▸ The problem:
If a line includes the word "background", it belongs in the count; state the total for the data below and add nothing.

▸ Data to examine:
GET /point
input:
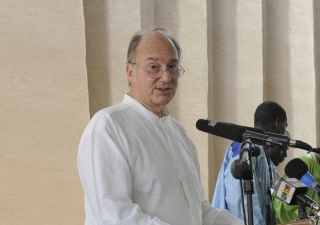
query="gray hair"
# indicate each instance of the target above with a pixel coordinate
(131, 58)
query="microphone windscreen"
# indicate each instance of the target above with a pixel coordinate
(225, 130)
(296, 168)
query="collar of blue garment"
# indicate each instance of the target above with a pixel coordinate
(146, 112)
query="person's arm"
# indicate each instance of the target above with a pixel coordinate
(233, 198)
(107, 182)
(211, 215)
(218, 199)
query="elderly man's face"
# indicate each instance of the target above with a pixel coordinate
(153, 93)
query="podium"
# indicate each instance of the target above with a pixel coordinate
(300, 222)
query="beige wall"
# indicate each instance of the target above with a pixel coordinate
(61, 61)
(44, 108)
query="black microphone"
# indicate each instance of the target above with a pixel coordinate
(296, 168)
(292, 192)
(225, 130)
(237, 133)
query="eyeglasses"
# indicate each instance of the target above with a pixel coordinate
(175, 71)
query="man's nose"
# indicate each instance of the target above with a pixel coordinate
(165, 76)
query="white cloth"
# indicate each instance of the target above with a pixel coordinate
(137, 168)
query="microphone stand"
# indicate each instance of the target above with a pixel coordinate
(241, 169)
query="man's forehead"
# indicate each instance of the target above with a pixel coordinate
(155, 43)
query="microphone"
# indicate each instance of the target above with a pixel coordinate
(292, 192)
(296, 168)
(237, 133)
(225, 130)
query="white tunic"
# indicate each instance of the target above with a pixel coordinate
(137, 168)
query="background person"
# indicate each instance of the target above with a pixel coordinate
(270, 117)
(287, 213)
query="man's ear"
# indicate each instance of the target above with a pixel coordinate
(130, 72)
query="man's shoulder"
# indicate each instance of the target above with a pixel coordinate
(108, 111)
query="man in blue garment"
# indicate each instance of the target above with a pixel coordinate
(270, 117)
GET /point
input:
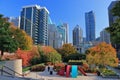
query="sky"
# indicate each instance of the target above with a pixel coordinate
(64, 11)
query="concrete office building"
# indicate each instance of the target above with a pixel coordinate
(34, 20)
(90, 26)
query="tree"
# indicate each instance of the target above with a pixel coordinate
(66, 50)
(114, 28)
(7, 41)
(54, 57)
(102, 54)
(24, 40)
(48, 53)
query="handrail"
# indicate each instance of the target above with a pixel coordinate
(5, 72)
(14, 71)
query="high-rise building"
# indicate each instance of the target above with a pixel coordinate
(34, 20)
(53, 36)
(66, 32)
(43, 26)
(90, 26)
(15, 21)
(63, 31)
(77, 35)
(111, 17)
(105, 36)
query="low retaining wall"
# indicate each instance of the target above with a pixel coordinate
(15, 65)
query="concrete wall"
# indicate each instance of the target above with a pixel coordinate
(15, 65)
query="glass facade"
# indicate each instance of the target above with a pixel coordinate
(77, 35)
(34, 20)
(90, 26)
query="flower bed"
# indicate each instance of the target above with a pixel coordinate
(38, 68)
(109, 74)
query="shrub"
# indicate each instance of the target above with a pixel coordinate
(58, 66)
(35, 60)
(38, 68)
(108, 72)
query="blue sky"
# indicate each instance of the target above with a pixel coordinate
(68, 11)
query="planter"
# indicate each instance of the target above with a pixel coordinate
(107, 76)
(15, 65)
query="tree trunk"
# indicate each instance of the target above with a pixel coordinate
(2, 52)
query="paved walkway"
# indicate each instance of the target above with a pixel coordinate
(46, 76)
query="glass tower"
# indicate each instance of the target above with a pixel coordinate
(90, 26)
(77, 35)
(34, 20)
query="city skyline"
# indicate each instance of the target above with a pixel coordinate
(62, 13)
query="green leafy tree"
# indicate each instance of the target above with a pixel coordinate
(102, 54)
(7, 41)
(25, 41)
(54, 57)
(66, 50)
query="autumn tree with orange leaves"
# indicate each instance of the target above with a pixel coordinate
(102, 54)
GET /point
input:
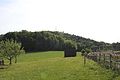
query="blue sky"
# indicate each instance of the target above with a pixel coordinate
(95, 19)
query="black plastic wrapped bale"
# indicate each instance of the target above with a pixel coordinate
(69, 53)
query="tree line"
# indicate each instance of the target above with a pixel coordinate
(49, 40)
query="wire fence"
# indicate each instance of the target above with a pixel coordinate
(108, 59)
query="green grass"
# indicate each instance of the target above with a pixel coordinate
(52, 65)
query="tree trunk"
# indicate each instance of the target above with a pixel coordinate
(16, 59)
(84, 60)
(10, 61)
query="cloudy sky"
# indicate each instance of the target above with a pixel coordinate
(95, 19)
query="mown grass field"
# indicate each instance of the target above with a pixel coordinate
(52, 65)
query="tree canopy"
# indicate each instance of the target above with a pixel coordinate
(49, 40)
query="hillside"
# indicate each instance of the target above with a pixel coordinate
(49, 40)
(52, 65)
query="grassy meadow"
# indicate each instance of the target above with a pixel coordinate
(52, 65)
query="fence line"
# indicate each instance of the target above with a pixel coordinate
(108, 59)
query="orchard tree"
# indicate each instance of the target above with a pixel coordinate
(10, 49)
(85, 52)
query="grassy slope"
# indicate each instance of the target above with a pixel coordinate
(53, 66)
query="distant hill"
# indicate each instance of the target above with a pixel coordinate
(49, 40)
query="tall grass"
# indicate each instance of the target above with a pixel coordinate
(52, 65)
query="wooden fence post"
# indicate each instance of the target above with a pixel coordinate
(110, 61)
(99, 57)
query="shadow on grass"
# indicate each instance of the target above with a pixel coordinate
(4, 66)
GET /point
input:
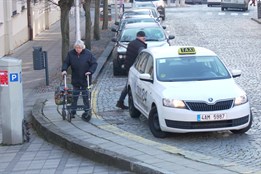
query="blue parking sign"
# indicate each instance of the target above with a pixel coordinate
(13, 77)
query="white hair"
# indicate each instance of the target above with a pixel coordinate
(79, 43)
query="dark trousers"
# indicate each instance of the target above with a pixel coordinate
(76, 92)
(124, 93)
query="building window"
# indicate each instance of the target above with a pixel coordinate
(23, 5)
(14, 7)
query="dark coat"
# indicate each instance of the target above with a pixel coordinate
(80, 64)
(133, 49)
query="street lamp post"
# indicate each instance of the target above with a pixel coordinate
(116, 10)
(77, 19)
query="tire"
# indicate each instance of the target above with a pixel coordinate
(244, 130)
(116, 68)
(64, 114)
(134, 112)
(155, 125)
(86, 116)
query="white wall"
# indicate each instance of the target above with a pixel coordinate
(14, 28)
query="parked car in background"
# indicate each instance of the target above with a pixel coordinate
(187, 89)
(133, 19)
(234, 4)
(211, 3)
(193, 1)
(143, 4)
(155, 37)
(136, 12)
(160, 4)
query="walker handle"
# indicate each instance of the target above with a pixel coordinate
(65, 81)
(88, 81)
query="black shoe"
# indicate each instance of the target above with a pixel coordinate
(73, 113)
(121, 105)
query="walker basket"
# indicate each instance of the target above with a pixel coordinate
(60, 94)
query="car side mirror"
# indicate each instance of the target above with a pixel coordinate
(114, 30)
(236, 73)
(114, 39)
(146, 77)
(171, 37)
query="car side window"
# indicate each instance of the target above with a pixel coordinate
(149, 67)
(141, 63)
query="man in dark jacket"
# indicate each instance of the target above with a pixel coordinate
(133, 49)
(82, 64)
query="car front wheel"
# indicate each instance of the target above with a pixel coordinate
(116, 68)
(155, 125)
(134, 113)
(244, 130)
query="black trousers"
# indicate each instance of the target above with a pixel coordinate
(77, 90)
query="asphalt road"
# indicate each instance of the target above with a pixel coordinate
(236, 39)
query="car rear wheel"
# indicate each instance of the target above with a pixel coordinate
(155, 125)
(244, 130)
(116, 68)
(134, 113)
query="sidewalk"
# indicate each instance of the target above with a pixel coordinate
(96, 140)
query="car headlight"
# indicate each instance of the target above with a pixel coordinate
(240, 100)
(173, 103)
(122, 56)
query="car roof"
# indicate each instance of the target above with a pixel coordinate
(142, 25)
(173, 51)
(135, 9)
(134, 17)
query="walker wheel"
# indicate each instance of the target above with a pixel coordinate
(86, 116)
(64, 114)
(69, 117)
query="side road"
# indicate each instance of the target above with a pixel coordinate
(103, 142)
(96, 140)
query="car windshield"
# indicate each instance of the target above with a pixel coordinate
(135, 20)
(190, 68)
(152, 34)
(135, 13)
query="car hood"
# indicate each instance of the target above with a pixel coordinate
(202, 90)
(123, 45)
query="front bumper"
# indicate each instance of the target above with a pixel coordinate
(184, 121)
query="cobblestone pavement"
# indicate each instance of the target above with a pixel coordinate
(236, 39)
(39, 156)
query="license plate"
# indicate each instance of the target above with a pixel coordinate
(211, 117)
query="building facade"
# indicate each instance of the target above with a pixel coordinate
(22, 20)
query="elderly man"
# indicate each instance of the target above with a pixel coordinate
(82, 63)
(133, 49)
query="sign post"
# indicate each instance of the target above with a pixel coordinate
(11, 100)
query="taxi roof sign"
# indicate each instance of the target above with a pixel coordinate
(187, 50)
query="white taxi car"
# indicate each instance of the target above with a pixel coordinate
(186, 89)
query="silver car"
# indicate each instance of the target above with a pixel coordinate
(155, 37)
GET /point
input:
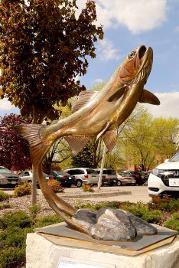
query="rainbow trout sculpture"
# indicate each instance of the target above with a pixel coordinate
(95, 114)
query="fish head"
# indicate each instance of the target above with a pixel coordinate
(138, 60)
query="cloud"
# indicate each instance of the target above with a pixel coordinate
(168, 105)
(107, 51)
(138, 16)
(6, 107)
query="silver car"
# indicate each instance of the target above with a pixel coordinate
(27, 176)
(83, 175)
(7, 178)
(109, 177)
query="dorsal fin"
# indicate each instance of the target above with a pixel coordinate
(31, 132)
(110, 138)
(83, 98)
(149, 97)
(117, 94)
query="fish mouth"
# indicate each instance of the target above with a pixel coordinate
(145, 56)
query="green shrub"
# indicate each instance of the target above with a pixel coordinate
(34, 210)
(87, 188)
(171, 205)
(22, 189)
(3, 196)
(55, 185)
(4, 206)
(18, 219)
(12, 257)
(154, 216)
(47, 220)
(173, 223)
(15, 236)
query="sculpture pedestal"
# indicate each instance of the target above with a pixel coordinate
(51, 251)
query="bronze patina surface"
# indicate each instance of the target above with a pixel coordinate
(96, 114)
(140, 245)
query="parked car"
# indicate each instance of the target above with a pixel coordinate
(137, 176)
(7, 178)
(83, 175)
(109, 176)
(125, 178)
(164, 179)
(64, 178)
(26, 176)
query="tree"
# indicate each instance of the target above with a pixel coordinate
(165, 131)
(90, 156)
(43, 47)
(144, 141)
(14, 150)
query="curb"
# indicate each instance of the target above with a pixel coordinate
(95, 195)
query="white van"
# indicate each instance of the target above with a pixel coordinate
(164, 179)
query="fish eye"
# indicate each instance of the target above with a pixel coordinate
(132, 54)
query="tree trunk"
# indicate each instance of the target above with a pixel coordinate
(102, 166)
(36, 120)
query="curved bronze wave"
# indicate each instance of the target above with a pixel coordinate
(95, 115)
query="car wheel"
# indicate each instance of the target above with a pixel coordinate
(78, 183)
(118, 183)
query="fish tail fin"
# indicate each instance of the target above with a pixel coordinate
(32, 133)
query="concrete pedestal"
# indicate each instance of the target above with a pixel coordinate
(45, 251)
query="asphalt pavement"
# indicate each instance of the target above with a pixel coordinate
(118, 193)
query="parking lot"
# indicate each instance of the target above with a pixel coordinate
(117, 193)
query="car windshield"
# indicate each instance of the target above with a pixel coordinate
(91, 171)
(175, 158)
(60, 173)
(4, 170)
(109, 172)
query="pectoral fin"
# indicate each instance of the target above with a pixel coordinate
(118, 94)
(76, 143)
(149, 97)
(110, 138)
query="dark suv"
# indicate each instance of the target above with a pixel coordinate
(64, 178)
(109, 177)
(83, 175)
(7, 178)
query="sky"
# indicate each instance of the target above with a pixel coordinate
(128, 24)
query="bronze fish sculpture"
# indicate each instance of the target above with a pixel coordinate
(95, 114)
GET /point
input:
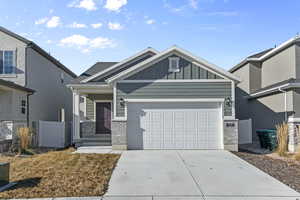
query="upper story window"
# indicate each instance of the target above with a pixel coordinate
(6, 62)
(174, 64)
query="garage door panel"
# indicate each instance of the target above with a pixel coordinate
(175, 125)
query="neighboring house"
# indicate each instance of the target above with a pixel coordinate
(156, 100)
(269, 92)
(32, 84)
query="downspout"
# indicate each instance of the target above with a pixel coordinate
(27, 108)
(285, 103)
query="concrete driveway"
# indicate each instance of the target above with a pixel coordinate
(211, 175)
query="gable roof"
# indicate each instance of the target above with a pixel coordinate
(127, 60)
(276, 87)
(39, 50)
(197, 61)
(261, 56)
(15, 86)
(98, 67)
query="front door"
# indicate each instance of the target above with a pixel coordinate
(103, 118)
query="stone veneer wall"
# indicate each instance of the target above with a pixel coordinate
(231, 135)
(118, 135)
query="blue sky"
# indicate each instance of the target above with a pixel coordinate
(82, 32)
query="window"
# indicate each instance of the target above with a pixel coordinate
(23, 106)
(6, 62)
(174, 64)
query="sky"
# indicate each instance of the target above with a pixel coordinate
(80, 33)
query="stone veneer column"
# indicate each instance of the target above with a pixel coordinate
(230, 135)
(118, 135)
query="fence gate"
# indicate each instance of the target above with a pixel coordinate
(245, 131)
(52, 134)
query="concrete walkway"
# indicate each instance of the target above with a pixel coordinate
(210, 175)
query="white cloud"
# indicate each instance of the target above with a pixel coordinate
(223, 13)
(98, 25)
(150, 21)
(84, 4)
(114, 26)
(193, 4)
(53, 22)
(85, 44)
(77, 25)
(41, 21)
(115, 5)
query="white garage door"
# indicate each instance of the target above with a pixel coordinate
(169, 125)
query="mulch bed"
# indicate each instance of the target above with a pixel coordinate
(285, 171)
(59, 174)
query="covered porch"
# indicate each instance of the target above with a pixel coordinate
(92, 114)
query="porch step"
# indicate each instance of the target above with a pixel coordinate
(88, 144)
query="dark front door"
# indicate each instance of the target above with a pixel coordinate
(103, 118)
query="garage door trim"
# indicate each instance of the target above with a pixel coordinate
(204, 100)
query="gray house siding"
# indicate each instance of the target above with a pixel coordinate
(160, 70)
(51, 95)
(157, 90)
(90, 102)
(279, 67)
(10, 43)
(121, 68)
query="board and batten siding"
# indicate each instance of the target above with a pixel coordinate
(160, 70)
(172, 90)
(90, 101)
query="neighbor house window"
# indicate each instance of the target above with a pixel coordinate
(174, 64)
(23, 106)
(6, 62)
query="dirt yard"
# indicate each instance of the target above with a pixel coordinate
(60, 174)
(285, 170)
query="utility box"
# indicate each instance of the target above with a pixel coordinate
(4, 174)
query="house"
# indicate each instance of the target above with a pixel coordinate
(269, 92)
(156, 100)
(32, 84)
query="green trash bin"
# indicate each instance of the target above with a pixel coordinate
(267, 138)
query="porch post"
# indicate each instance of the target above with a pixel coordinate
(76, 116)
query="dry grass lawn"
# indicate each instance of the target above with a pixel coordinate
(60, 174)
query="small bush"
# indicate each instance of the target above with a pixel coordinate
(24, 135)
(282, 137)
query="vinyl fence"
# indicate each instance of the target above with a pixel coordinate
(52, 134)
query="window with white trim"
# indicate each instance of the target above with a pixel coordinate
(174, 64)
(6, 62)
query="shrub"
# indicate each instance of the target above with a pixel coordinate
(282, 137)
(24, 135)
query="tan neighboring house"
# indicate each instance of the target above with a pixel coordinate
(32, 84)
(269, 91)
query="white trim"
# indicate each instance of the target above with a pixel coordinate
(115, 100)
(281, 87)
(174, 81)
(222, 124)
(119, 64)
(292, 119)
(176, 100)
(84, 97)
(102, 101)
(233, 99)
(176, 59)
(213, 67)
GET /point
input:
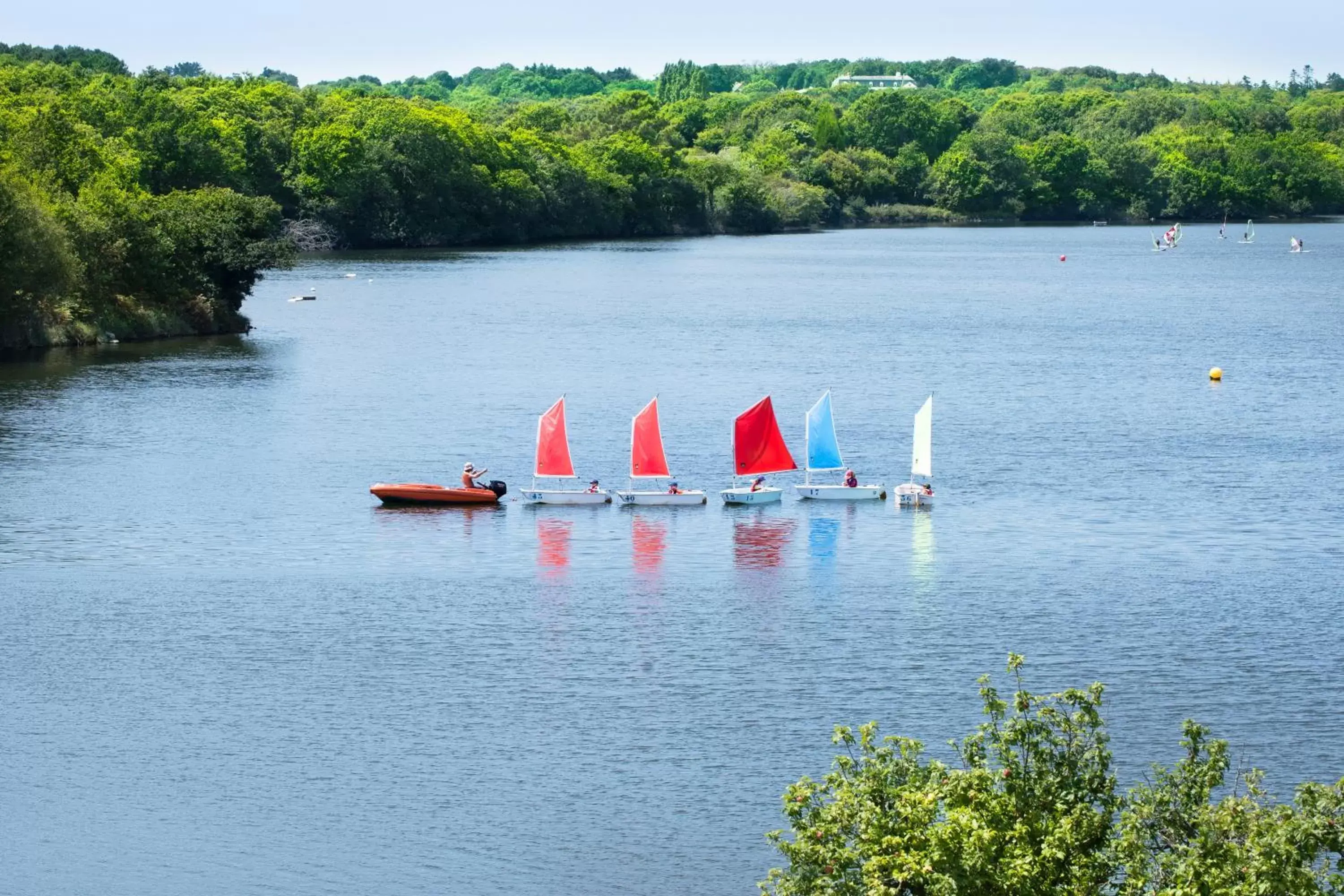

▸ Exercise solution:
2